# Workbench Ideas and Pictures



## jc56

Hey guys.Sorry,I can't get anymore shop pictures to load,but anyhow.I need a real,sturdy workbench.I was wondering if anyone has used those resin legs for Northern Tool ?If so,how did they work out?Other than that,did everyone use the 4X4 leg concept.I was thinking about building a 4X8 bench about 36" to 40" tall.For a bench that big I was thinking about 6 legs.Ideas?:tabletalk:tabletalk


----------



## Hoodoo Valley

For me, I'd use wood. So much more versitile in my opinion. Will this be a built in, or portable? Can't wait to see pictures,. I'll see if I can muster up some photos of my benches.


----------



## Country Boy

I'm planning on building a heavy duty workbench for at work out of wood. I want it solid so I can pound on it without it jumping around or vibrating. My plan is to laminate a series of 2x material on end (either 2x6 or 2x8) in order to create a table in the dimensions I want and 6-8" thick. I then plan to cover it with a piece of plywood for smoothness and then a few sheets of hardboard to make it nice and smooth and shiny. I'll be bolting my vice to it and mounting my tire changer for lawnmower tires to it, so it has to be solid. I was thinking of notching the planks in the areas I want to put the 4x4 legs so the legs sort of fit into the top like a wooden peg in an old barn beam. Some bracing at the bottom, and you have a nice solid bench. In order to do the laminating, I figured I'd drill holes through the planks, and then use reddi-rod with nuts on each end to clamp it together with wood glue in between to help keep it solid.

◇ ◇ ◇ ◇ ◇ ◇ ◇

> **Job 1**
In the workbench thread, how tall does jc56 want the 4X8 bench to be?
> **Job 2**
Reproduce the workbench thread from "For me, I'd" to "of my benches.".

[Rows from a pointing dataset]
◇ ◇ ◇ ◇ ◇ ◇ ◇

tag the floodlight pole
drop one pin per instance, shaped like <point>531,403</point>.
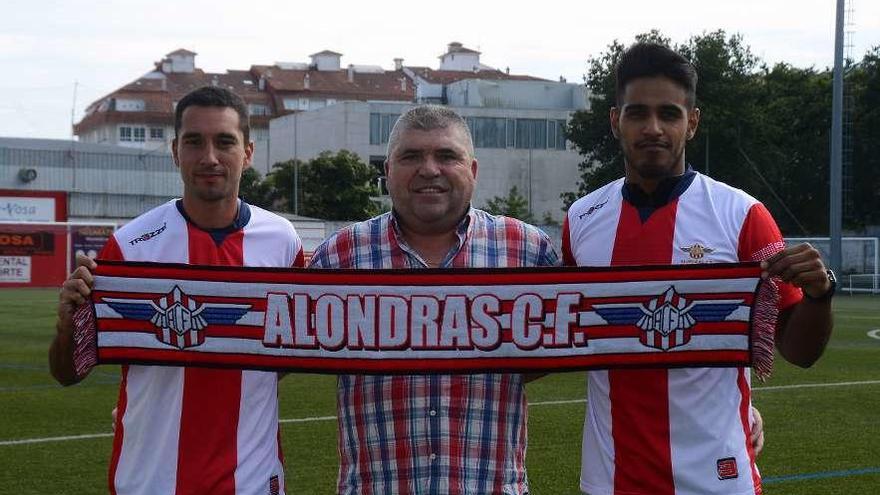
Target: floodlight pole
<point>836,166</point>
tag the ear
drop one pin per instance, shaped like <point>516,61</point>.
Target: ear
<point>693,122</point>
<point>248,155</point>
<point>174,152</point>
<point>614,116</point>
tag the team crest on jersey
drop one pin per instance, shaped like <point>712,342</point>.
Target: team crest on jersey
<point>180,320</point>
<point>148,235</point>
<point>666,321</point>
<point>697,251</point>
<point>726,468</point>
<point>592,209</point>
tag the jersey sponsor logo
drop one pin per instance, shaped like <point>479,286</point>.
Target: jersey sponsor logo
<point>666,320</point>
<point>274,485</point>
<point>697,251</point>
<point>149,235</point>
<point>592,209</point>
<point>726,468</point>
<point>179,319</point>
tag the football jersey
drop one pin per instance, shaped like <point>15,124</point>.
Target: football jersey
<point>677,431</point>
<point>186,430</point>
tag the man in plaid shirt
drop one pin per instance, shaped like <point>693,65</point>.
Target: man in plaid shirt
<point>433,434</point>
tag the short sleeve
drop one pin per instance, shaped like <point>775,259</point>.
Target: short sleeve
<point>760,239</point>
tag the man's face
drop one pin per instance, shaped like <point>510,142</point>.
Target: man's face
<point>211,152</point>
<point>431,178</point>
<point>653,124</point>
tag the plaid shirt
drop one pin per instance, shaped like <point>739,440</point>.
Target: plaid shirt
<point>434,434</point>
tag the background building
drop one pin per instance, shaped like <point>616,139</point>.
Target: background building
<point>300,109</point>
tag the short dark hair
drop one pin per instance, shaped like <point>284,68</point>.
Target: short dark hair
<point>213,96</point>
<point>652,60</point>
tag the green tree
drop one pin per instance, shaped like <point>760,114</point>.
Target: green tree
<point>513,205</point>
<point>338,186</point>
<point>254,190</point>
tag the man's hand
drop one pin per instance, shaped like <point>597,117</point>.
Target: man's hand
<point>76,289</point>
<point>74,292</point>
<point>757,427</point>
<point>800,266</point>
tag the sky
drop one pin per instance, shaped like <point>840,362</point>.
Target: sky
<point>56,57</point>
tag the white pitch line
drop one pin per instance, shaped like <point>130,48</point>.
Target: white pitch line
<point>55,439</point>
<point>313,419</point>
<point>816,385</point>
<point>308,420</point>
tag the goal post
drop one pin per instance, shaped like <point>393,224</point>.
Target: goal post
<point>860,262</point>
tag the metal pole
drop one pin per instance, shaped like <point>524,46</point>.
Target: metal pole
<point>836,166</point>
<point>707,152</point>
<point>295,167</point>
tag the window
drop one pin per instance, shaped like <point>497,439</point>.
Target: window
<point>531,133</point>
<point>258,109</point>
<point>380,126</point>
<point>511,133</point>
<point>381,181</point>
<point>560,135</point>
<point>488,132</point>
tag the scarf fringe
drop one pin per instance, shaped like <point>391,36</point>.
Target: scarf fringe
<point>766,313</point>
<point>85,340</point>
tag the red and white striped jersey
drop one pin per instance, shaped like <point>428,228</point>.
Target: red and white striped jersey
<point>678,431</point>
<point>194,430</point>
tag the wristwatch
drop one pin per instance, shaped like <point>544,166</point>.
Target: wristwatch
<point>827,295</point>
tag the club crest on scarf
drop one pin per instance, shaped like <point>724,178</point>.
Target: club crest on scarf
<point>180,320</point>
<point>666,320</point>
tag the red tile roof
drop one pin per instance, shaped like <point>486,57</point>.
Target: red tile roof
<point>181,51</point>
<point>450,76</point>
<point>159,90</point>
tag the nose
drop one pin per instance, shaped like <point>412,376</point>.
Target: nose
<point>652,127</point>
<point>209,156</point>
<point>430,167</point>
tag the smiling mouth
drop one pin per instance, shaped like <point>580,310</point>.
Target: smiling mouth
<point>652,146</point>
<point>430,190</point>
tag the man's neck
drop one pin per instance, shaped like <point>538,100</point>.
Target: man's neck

◇ ◇ ◇ ◇ ◇ ◇ ◇

> **Exercise solution 1**
About 36" to 40" tall.

> **Exercise solution 2**
For me, I'd use wood. So much more versitile in my opinion. Will this be a built in, or portable? Can't wait to see pictures,. I'll see if I can muster up some photos of my benches.